• GIVEN TASK: Please scale the part of the data below that opens with the line containing "Annotate each instance of the white" and closes at the end of the data, both ends included. Give those lines again, with the requests unchanged, multiplying every x and y coordinate in the answers by 2.1 and rounding to whole numbers, halves up.

Start of DATA FOR PROCESSING

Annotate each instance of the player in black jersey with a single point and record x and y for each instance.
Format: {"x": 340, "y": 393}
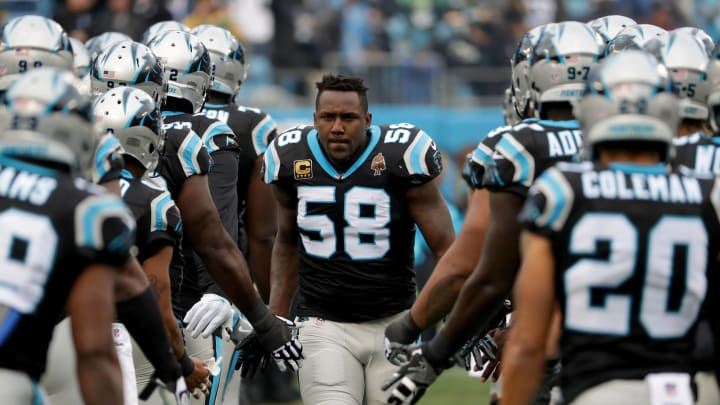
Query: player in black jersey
{"x": 254, "y": 130}
{"x": 202, "y": 304}
{"x": 132, "y": 116}
{"x": 624, "y": 246}
{"x": 699, "y": 153}
{"x": 257, "y": 223}
{"x": 63, "y": 240}
{"x": 183, "y": 170}
{"x": 350, "y": 195}
{"x": 450, "y": 273}
{"x": 520, "y": 155}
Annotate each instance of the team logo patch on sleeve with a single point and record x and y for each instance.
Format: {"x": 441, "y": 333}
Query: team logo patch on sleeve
{"x": 378, "y": 164}
{"x": 303, "y": 169}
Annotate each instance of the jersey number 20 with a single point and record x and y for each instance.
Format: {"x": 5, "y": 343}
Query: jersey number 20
{"x": 614, "y": 317}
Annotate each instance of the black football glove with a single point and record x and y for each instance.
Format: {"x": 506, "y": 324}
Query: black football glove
{"x": 412, "y": 379}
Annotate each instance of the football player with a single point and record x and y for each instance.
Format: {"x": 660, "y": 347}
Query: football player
{"x": 603, "y": 242}
{"x": 350, "y": 195}
{"x": 64, "y": 240}
{"x": 254, "y": 129}
{"x": 132, "y": 116}
{"x": 564, "y": 55}
{"x": 183, "y": 170}
{"x": 189, "y": 74}
{"x": 687, "y": 61}
{"x": 698, "y": 152}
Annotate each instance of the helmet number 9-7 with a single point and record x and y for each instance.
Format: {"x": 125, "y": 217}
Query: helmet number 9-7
{"x": 23, "y": 65}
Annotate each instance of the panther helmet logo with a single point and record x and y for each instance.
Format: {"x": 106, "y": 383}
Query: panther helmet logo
{"x": 378, "y": 164}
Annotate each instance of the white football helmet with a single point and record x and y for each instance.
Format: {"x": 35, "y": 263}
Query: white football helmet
{"x": 46, "y": 117}
{"x": 700, "y": 35}
{"x": 128, "y": 63}
{"x": 134, "y": 118}
{"x": 227, "y": 56}
{"x": 635, "y": 37}
{"x": 621, "y": 104}
{"x": 713, "y": 78}
{"x": 160, "y": 27}
{"x": 30, "y": 42}
{"x": 562, "y": 60}
{"x": 610, "y": 25}
{"x": 520, "y": 66}
{"x": 186, "y": 64}
{"x": 99, "y": 43}
{"x": 687, "y": 61}
{"x": 510, "y": 116}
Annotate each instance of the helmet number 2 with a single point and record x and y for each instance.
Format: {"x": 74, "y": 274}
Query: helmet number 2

End of DATA FOR PROCESSING

• COMPLETE OUTPUT:
Annotate each instance of the white football helmet with a single point and record x and y for each instance.
Format: {"x": 35, "y": 263}
Query: white football helmet
{"x": 97, "y": 246}
{"x": 1470, "y": 74}
{"x": 269, "y": 132}
{"x": 281, "y": 248}
{"x": 477, "y": 118}
{"x": 1334, "y": 78}
{"x": 1304, "y": 218}
{"x": 1497, "y": 164}
{"x": 336, "y": 57}
{"x": 63, "y": 88}
{"x": 1180, "y": 126}
{"x": 1281, "y": 53}
{"x": 1092, "y": 139}
{"x": 391, "y": 134}
{"x": 208, "y": 90}
{"x": 1443, "y": 128}
{"x": 1071, "y": 244}
Annotate each instance of the helmet number 2 with a single point and record x and y for each instance.
Format: {"x": 74, "y": 274}
Query: helmet number 2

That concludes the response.